▶ [WHAT NEEDS TO BE DONE]:
Using the entries that follow, write out the line containing "positive clicks: (870, 395) (757, 594)", the line containing "rough mask: <svg", and every line between them, exactly and nothing else.

═════ DATASET EXCERPTS

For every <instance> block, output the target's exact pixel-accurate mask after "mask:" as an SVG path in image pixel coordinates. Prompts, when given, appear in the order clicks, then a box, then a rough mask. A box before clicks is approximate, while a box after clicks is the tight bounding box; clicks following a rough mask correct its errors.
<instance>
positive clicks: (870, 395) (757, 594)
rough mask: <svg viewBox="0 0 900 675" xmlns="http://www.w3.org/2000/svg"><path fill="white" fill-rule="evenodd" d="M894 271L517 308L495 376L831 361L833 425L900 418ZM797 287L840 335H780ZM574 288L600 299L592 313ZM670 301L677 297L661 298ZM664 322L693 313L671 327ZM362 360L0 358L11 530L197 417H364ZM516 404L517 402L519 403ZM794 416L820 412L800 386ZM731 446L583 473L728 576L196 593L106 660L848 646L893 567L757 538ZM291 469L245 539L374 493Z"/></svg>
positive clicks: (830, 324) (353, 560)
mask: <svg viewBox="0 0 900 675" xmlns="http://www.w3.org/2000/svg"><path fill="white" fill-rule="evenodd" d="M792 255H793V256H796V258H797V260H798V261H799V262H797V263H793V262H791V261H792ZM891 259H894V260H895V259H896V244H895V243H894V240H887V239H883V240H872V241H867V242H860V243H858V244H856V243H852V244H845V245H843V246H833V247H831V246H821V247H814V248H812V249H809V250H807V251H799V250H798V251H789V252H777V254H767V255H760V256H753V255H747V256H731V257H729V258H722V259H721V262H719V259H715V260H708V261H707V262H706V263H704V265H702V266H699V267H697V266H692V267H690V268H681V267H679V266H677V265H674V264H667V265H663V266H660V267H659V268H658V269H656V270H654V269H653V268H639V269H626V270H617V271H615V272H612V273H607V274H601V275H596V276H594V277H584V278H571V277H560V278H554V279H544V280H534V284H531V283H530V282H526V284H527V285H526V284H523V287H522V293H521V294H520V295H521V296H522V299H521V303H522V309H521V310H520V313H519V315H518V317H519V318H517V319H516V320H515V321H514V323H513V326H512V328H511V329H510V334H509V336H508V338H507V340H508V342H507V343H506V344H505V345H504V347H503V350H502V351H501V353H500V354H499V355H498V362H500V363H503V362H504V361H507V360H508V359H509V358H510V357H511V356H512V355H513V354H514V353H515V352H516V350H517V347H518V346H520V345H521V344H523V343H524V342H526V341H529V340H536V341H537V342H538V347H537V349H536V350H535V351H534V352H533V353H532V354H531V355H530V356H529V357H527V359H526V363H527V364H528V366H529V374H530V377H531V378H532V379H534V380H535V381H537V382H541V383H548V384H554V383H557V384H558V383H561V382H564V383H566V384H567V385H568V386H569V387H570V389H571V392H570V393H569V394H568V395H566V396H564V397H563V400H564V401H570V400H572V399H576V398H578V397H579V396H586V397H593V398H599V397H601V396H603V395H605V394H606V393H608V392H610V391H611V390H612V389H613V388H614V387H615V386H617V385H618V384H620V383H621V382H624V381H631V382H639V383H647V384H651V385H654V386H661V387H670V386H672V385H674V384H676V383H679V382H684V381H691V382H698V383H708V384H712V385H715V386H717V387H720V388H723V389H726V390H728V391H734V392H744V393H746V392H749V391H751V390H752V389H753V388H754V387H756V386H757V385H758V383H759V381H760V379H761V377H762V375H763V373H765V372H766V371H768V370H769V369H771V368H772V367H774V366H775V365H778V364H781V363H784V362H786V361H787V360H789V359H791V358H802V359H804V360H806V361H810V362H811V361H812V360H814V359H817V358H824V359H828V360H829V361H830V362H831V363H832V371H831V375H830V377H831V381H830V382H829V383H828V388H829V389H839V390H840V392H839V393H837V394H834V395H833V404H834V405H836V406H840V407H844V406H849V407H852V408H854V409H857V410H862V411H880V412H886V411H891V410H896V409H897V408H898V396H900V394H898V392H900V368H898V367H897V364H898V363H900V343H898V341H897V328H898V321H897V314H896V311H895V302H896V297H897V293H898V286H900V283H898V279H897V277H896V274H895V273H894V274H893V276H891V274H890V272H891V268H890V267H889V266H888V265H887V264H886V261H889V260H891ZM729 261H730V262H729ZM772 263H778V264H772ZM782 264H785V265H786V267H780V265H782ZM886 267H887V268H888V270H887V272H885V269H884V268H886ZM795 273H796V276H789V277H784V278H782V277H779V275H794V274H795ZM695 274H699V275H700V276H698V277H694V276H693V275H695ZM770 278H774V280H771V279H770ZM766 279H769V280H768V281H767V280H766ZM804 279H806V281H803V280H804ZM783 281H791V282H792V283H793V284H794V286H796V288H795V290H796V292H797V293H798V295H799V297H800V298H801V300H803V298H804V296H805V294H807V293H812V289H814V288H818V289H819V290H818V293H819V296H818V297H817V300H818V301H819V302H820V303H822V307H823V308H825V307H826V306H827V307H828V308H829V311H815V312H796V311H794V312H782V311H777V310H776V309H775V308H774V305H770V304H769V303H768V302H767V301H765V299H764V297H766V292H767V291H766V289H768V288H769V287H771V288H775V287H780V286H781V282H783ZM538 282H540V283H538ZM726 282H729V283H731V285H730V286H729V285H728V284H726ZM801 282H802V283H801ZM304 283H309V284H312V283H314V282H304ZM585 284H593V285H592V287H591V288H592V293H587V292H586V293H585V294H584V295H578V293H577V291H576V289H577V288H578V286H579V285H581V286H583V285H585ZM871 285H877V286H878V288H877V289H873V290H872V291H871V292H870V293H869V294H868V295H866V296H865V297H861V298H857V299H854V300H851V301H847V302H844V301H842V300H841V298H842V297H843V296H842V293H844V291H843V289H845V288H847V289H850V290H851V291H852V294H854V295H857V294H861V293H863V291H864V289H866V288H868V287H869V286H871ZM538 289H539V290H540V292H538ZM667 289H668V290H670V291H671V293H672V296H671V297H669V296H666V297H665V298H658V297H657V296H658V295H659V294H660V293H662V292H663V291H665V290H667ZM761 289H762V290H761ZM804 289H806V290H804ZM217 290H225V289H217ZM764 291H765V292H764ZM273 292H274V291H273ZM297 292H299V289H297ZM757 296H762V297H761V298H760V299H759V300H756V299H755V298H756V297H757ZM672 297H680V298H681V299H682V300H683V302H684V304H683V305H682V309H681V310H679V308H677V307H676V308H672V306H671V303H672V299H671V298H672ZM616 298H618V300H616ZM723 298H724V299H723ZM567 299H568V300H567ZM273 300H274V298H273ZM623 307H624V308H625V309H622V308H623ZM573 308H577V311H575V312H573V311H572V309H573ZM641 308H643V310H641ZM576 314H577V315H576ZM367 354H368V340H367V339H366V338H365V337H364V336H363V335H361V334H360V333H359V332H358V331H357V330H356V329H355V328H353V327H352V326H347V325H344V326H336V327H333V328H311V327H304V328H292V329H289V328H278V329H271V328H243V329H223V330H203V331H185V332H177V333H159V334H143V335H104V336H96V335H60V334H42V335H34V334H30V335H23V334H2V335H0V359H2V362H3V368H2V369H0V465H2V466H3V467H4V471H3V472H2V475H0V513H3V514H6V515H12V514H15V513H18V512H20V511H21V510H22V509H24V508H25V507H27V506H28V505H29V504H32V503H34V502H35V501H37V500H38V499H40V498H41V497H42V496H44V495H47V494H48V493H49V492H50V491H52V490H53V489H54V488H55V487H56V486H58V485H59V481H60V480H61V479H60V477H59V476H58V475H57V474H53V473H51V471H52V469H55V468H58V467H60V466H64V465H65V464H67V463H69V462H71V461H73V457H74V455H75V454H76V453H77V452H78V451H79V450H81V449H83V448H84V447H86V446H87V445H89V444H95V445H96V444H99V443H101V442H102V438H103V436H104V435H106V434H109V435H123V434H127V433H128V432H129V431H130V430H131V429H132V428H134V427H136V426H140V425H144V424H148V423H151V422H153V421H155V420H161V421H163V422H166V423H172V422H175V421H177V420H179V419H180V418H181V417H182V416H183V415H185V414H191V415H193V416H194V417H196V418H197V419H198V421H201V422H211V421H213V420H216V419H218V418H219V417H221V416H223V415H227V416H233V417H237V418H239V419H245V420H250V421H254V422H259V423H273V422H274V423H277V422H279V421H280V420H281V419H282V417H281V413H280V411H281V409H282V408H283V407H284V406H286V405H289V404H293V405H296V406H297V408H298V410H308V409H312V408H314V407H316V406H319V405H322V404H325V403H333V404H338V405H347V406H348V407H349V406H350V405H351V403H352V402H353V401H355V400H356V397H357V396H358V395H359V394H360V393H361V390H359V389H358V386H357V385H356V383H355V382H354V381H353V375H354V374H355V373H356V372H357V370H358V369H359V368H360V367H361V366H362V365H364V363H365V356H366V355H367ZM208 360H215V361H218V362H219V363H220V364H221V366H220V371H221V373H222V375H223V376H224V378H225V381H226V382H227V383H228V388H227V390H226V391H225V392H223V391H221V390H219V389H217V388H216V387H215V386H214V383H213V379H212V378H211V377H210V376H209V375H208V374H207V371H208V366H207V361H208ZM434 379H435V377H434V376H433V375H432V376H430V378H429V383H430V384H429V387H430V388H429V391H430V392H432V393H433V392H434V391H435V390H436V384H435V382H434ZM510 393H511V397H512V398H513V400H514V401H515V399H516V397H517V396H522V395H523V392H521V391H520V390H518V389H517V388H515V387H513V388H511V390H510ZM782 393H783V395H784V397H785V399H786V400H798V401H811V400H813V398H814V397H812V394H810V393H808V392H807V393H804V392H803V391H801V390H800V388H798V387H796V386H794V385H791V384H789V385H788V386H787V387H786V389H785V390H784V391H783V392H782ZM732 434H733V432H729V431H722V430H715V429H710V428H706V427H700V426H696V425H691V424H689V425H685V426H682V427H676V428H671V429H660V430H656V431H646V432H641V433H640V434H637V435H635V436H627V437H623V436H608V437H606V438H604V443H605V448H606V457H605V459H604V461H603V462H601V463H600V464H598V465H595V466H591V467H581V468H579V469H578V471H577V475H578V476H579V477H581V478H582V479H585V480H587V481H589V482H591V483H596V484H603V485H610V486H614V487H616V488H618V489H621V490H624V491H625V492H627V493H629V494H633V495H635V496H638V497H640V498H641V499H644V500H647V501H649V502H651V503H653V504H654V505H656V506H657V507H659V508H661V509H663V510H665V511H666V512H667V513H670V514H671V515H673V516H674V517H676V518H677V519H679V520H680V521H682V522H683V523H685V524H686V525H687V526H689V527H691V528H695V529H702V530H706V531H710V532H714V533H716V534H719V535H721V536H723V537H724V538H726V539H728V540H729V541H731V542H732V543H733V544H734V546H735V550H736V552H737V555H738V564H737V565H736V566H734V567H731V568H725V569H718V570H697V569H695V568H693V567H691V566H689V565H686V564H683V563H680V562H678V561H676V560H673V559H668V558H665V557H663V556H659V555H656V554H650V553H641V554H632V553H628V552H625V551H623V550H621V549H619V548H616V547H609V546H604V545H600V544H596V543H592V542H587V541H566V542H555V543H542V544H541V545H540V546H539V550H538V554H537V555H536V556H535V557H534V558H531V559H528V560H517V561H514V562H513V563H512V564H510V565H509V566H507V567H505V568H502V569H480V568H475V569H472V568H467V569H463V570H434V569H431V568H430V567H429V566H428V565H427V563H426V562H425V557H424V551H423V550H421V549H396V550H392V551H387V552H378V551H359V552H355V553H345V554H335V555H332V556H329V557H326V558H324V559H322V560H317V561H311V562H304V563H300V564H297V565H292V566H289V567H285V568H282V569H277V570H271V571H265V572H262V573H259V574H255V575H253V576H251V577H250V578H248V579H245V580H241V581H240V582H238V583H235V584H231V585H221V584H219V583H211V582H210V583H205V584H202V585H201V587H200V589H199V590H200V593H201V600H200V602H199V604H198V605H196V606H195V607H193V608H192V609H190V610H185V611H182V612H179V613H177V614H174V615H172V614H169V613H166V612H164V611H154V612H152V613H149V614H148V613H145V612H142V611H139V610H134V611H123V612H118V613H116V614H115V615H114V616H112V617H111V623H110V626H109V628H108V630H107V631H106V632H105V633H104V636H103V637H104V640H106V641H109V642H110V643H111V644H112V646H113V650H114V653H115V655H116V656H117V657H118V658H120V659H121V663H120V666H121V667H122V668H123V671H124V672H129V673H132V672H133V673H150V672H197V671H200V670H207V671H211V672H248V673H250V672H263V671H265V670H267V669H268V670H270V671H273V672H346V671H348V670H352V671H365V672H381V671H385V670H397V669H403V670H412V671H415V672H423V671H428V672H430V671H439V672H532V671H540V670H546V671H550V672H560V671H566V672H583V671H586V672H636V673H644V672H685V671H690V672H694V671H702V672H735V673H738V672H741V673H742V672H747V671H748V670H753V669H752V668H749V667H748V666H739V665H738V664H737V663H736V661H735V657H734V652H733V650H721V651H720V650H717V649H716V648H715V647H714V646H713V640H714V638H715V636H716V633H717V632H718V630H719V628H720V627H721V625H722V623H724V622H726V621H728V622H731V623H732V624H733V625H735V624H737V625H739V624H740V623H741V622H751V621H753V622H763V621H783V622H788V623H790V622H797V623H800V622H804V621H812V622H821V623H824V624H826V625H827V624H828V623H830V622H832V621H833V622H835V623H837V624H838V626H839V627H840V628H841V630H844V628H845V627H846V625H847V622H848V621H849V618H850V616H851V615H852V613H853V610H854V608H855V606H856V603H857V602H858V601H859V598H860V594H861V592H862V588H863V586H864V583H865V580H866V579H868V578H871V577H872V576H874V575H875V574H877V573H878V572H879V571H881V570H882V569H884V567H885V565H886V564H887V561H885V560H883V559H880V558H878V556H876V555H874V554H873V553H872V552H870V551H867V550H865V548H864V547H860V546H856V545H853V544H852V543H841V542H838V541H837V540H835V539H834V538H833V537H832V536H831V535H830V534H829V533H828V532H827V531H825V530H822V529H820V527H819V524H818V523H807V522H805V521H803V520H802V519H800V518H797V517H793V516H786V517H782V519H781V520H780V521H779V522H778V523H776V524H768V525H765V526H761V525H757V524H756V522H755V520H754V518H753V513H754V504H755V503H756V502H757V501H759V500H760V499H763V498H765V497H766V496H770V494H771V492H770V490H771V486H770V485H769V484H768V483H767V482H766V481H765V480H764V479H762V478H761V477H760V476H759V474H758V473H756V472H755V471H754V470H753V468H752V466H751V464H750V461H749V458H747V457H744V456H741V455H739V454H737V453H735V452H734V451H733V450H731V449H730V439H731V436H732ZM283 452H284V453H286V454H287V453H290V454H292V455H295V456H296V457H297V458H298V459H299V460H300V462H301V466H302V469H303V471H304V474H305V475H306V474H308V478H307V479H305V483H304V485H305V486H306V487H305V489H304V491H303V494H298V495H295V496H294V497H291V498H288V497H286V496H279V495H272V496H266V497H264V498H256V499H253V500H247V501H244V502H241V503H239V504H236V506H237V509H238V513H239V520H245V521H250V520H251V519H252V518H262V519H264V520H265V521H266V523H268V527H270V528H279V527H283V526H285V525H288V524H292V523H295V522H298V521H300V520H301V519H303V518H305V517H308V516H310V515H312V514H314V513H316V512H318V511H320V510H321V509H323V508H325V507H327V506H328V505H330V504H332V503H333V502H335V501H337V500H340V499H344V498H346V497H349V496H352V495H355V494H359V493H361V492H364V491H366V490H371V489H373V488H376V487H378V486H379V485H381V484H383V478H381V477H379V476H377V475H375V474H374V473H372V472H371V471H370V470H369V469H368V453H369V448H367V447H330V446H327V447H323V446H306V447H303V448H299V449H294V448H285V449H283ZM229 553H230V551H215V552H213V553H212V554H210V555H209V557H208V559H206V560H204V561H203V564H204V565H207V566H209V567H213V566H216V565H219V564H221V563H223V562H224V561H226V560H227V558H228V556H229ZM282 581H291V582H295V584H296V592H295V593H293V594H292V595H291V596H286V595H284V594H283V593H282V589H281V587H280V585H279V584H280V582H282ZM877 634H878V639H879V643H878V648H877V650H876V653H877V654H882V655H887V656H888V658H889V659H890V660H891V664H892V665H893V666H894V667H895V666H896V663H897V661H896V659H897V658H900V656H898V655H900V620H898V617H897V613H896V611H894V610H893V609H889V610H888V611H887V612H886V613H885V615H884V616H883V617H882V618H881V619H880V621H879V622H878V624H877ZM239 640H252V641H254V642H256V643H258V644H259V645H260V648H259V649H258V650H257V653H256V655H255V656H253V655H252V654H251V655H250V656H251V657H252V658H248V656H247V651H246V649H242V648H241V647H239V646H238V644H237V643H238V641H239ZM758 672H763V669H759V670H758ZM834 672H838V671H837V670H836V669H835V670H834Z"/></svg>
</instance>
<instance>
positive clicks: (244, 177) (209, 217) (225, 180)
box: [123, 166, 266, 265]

══════════

▶ [WORKED SOLUTION]:
positive clicks: (870, 395) (757, 594)
rough mask: <svg viewBox="0 0 900 675" xmlns="http://www.w3.org/2000/svg"><path fill="white" fill-rule="evenodd" d="M894 271L517 308L495 376L831 361L833 425L900 418ZM797 287L840 335H780ZM574 288L600 299L592 313ZM670 301L677 297L661 298ZM664 322L693 313L671 327ZM362 360L0 358L11 530L197 417H364ZM516 404L517 402L519 403ZM794 416L820 412L800 386ZM731 446L583 473L728 576L196 593L106 660L848 646L893 567L757 538ZM291 469L245 539L374 493Z"/></svg>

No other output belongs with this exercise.